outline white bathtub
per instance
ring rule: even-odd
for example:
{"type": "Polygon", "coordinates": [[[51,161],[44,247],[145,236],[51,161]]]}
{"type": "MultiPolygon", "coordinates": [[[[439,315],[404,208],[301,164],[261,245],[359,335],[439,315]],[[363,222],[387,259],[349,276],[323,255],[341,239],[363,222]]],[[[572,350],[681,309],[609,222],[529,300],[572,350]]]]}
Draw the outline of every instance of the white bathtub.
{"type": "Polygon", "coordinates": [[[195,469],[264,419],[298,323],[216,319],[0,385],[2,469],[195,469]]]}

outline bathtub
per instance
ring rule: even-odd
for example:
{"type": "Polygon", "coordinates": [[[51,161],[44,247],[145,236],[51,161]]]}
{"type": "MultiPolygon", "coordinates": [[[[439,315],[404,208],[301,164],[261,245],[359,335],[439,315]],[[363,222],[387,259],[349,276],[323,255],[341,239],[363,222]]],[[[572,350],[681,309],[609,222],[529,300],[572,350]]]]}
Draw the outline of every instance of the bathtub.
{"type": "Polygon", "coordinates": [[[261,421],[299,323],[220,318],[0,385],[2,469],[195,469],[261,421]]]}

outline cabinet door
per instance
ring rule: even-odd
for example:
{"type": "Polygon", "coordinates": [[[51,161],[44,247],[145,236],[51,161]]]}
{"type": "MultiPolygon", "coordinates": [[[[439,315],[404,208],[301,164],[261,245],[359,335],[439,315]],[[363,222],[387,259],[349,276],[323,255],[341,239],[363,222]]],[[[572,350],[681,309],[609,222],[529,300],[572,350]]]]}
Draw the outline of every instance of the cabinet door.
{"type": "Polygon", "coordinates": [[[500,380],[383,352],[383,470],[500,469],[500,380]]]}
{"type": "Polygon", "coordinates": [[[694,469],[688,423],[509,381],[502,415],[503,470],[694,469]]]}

▶ **WHAT IS ASKED**: Output the stretch of records from the line containing "outline bathtub" through the end of the records as a two-column CSV with the header input,output. Give one row per record, with its text under input and its answer under output, each in a single quoted field with line breaks replaced by spaces.

▶ **RESPONSE TO THE EXERCISE**:
input,output
"outline bathtub per instance ring rule: even-odd for example: {""type"": ""Polygon"", ""coordinates"": [[[51,161],[44,247],[145,236],[51,161]]]} {""type"": ""MultiPolygon"", ""coordinates"": [[[[439,315],[404,208],[301,164],[261,245],[359,335],[439,315]],[[363,222],[387,259],[349,276],[323,255],[341,239],[363,222]]],[[[572,350],[681,309],[609,222],[529,300],[572,350]]]]} Draw the outline of every instance of the bathtub.","{""type"": ""Polygon"", ""coordinates"": [[[261,421],[299,323],[220,318],[0,385],[2,469],[195,469],[261,421]]]}"
"outline cabinet door per instance ring rule: even-odd for example: {""type"": ""Polygon"", ""coordinates"": [[[51,161],[44,247],[145,236],[51,161]]]} {""type"": ""MultiPolygon"", ""coordinates"": [[[[439,315],[404,208],[301,164],[261,245],[359,335],[439,315]],[[363,222],[387,259],[349,276],[323,255],[341,239],[363,222]]],[[[572,350],[681,309],[609,222],[529,300],[572,350]]]]} Draw the outline of every instance of the cabinet door.","{""type"": ""Polygon"", ""coordinates"": [[[500,380],[383,352],[383,470],[500,469],[500,380]]]} {""type"": ""Polygon"", ""coordinates"": [[[694,469],[688,423],[509,381],[502,415],[503,470],[694,469]]]}"